__ВЫБРАННЫЙ ФРАГМЕНТ__.
.....

Ни разрабатывать, ни реализовывать какие-либо серьезные стратегии отечественный капитал оказался не в состоянии. Полностью зависящий от внешнего рынка и от продажи сырья за рубеж, он не только не сумел модернизировать страну (даже в своих собственных интересах), но не смог и консолидировать собственное господство. Как только поток нефтедолларов прекратился, всё стало разваливаться.

При таком положении дел совершенно естественно, что именно личные связи и взаимное доверие становятся важнейшим фактором консолидации. Мы ругаем Путина и его окружение, но разве они не ведут себя точно так же, как и всё остальное российское общество? Опросы показывают, что большинство россиян не доверяет государственным и общественным институтам. Люди доверяют только своей семье и кругу ближайших друзей. И если мы поступаем таким образом, то почему мы ждем, чтобы президент Путин вел себя иначе? Путин с юности знает Ротенбергов и доверяет им, а Ротенберги знают Путина и доверяют ему. А тот факт, что трое Ротенбергов связаны семейными узами, лишь дополняет картину. Доверие, как известно, важнейший рыночный фактор.

Общество, как всегда, получает именно такую власть, какую заслуживает.

.....

__ЧТО СДЕЛАТЬ__.
a. Что, согласно фрагменту о доверии и власти, показывают опросы об отношении россиян к государственным и общественным институтам?
b. Пожалуйста, продолжите фрагмент о доверии и власти, начав сразу после его последней фразы.
Записи здесь никак не используются.

.....

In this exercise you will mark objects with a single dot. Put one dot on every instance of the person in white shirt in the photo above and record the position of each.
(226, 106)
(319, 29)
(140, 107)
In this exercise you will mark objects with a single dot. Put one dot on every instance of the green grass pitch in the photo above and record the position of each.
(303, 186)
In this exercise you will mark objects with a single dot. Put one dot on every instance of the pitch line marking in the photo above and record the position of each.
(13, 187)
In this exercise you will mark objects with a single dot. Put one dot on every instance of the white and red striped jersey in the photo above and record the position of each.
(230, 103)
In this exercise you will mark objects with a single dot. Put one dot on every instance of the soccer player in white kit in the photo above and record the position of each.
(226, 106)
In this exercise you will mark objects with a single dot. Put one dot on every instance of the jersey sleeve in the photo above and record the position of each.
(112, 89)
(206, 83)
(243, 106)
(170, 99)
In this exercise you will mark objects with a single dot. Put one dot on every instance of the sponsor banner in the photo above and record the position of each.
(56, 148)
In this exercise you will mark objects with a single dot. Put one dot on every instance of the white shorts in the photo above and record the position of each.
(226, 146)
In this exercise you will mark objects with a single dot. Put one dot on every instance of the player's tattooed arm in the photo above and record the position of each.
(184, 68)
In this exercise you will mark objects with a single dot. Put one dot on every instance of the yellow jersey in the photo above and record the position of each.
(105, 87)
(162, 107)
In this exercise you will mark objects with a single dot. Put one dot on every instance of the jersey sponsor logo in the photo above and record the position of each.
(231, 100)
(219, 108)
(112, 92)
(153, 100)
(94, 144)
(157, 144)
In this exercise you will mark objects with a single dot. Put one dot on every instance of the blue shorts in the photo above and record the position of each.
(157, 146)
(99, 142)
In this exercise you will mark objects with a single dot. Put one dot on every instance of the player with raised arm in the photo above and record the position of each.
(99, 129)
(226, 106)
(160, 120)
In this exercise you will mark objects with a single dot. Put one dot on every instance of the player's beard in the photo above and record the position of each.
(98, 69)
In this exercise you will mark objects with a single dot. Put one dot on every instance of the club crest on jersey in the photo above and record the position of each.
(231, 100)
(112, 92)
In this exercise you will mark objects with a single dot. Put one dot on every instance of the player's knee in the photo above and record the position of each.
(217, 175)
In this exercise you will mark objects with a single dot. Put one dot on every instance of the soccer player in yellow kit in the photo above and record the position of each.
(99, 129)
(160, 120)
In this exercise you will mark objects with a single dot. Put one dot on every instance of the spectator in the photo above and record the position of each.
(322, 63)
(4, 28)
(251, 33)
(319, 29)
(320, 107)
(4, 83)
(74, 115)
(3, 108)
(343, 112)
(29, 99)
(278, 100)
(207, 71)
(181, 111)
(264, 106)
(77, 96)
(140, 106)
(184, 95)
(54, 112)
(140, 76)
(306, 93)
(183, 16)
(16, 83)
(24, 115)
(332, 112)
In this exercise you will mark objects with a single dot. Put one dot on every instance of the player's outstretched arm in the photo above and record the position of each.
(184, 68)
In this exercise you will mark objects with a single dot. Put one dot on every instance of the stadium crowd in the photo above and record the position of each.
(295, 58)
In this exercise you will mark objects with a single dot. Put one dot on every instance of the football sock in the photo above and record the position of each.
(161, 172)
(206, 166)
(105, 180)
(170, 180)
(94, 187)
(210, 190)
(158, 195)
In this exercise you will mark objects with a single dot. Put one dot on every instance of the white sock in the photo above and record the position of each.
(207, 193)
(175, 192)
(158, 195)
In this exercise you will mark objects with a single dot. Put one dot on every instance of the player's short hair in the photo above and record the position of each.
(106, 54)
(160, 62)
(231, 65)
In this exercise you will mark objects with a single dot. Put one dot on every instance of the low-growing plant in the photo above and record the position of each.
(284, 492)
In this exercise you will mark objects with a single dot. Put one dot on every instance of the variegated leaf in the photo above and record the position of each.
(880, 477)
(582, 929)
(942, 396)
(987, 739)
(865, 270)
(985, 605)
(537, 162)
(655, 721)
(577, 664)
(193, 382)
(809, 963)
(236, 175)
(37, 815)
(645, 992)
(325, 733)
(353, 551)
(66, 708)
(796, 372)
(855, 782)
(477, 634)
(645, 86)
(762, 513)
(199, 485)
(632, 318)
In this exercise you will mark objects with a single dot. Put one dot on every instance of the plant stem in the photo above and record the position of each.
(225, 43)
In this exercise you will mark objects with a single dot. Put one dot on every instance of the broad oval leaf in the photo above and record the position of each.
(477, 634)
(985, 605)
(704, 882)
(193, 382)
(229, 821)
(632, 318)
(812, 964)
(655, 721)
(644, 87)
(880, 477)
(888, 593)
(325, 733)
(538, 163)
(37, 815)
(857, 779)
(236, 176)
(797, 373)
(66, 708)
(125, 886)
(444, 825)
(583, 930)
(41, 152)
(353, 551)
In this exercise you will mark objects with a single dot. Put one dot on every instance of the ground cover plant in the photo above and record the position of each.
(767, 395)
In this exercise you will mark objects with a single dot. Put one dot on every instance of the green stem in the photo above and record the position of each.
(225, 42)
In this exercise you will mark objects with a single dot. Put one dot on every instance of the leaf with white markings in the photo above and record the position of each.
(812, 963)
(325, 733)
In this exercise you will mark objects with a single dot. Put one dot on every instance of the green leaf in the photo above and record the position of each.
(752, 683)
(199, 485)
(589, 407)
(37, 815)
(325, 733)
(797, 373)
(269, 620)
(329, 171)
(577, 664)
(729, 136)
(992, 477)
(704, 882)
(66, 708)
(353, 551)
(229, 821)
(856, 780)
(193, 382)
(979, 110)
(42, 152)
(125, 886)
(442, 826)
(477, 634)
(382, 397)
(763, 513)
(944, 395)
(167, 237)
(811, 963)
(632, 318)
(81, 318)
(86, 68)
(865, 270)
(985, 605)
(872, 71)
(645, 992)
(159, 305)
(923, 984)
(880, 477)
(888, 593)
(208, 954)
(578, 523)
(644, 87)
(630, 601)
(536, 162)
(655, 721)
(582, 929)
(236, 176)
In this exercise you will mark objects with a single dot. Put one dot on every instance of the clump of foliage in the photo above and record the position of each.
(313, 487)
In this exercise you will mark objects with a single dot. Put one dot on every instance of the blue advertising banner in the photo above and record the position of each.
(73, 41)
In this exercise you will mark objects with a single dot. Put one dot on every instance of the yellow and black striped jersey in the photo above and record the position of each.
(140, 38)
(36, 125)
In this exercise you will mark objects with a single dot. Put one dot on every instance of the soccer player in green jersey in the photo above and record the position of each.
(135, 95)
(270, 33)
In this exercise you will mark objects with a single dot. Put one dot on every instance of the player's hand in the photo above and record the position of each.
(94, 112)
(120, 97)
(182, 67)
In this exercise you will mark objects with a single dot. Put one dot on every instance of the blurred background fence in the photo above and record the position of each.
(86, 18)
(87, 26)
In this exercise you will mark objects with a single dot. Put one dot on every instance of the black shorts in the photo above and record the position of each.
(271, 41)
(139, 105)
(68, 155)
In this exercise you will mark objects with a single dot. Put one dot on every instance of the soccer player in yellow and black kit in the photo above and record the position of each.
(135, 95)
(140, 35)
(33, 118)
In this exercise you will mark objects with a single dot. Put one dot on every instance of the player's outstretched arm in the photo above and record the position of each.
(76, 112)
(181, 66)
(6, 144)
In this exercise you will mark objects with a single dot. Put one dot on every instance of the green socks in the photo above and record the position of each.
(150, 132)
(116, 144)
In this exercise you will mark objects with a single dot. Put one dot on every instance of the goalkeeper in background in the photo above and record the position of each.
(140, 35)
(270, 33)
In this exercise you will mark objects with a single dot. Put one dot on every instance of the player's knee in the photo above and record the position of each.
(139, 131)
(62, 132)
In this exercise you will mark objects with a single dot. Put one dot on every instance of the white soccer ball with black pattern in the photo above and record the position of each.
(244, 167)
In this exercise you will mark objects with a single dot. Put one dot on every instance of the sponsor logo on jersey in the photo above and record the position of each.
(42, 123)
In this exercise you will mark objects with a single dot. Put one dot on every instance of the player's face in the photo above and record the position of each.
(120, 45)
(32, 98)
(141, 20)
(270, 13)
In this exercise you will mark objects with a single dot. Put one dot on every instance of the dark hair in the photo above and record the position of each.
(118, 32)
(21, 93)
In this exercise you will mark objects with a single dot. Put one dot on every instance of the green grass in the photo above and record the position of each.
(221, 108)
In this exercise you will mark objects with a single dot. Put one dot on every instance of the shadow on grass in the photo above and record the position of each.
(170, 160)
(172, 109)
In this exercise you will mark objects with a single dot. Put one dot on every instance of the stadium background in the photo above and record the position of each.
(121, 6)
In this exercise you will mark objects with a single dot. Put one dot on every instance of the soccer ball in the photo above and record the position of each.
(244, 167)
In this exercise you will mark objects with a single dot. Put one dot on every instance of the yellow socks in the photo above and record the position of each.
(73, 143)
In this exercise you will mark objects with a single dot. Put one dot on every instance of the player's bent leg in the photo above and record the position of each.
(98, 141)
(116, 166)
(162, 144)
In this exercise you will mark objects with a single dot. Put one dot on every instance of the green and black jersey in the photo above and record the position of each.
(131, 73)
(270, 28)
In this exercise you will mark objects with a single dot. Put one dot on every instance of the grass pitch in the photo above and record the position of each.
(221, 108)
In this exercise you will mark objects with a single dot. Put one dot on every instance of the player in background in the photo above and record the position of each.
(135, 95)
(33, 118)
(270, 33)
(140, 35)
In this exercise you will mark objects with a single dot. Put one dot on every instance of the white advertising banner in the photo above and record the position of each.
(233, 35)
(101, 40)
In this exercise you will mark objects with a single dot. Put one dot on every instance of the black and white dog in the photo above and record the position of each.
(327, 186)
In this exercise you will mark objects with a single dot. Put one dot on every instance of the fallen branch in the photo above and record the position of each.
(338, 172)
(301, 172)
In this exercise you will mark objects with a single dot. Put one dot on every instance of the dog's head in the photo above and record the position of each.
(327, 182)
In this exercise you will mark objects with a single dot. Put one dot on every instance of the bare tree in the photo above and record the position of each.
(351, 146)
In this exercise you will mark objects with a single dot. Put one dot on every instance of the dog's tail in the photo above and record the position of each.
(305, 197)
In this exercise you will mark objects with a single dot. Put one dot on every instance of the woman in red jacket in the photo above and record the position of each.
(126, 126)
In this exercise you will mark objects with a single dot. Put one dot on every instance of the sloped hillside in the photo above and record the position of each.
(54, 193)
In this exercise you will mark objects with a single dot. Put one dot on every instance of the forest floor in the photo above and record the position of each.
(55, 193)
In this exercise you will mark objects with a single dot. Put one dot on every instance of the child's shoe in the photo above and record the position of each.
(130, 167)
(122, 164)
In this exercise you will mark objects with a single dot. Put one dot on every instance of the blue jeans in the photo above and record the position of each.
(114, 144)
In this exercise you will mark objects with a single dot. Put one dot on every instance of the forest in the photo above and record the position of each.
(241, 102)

.....

__ОТВЕТЫ__.
a. Большинство россиян не доверяет государственным и общественным институтам.

b.
Можно, конечно, в очередной раз посетовать, что «не повезло с народом». Однако с течением времени именно подобная логика совпадения оборачивается неминуемым противоречием. Чем больше взаимной любви среди власть имущих, тем меньше любви и доверия к ним со стороны всех остальных.

Либеральная оппозиция подобными нравами возмущена. С её точки зрения неправильно, что все лакомые куски остаются одному бизнес-клану, тогда как иные остаются обделенными. Власть пытается распилить оставшиеся в стране ресурсы по любви, а оппозиция призывает пилить по справедливости. С тендерами, гласными процедурами и прозрачной отчетностью. Воплощением этой справедливости и «цивилизованности» является другой друг Владимира Путина — бывший министр финансов Алексей Кудрин. Сам факт, что общественные ресурсы перераспределяются между бизнес-группами, уже доказавшими свою неспособность развивать страну, под вопрос не ставится.

И дело даже не в том, что другие достойные семьи на этом фоне начинают чувствовать себя обделенными, и их тоже придется чем-то за наш счет удовлетворить, а в том, что ресурсов на всех уже не хватит. В условиях ограниченных ресурсов для развития (включая и критическую нехватку времени) единственной эффективной стратегией является концентрация средств в руках государства, выступающего локомотивом развития.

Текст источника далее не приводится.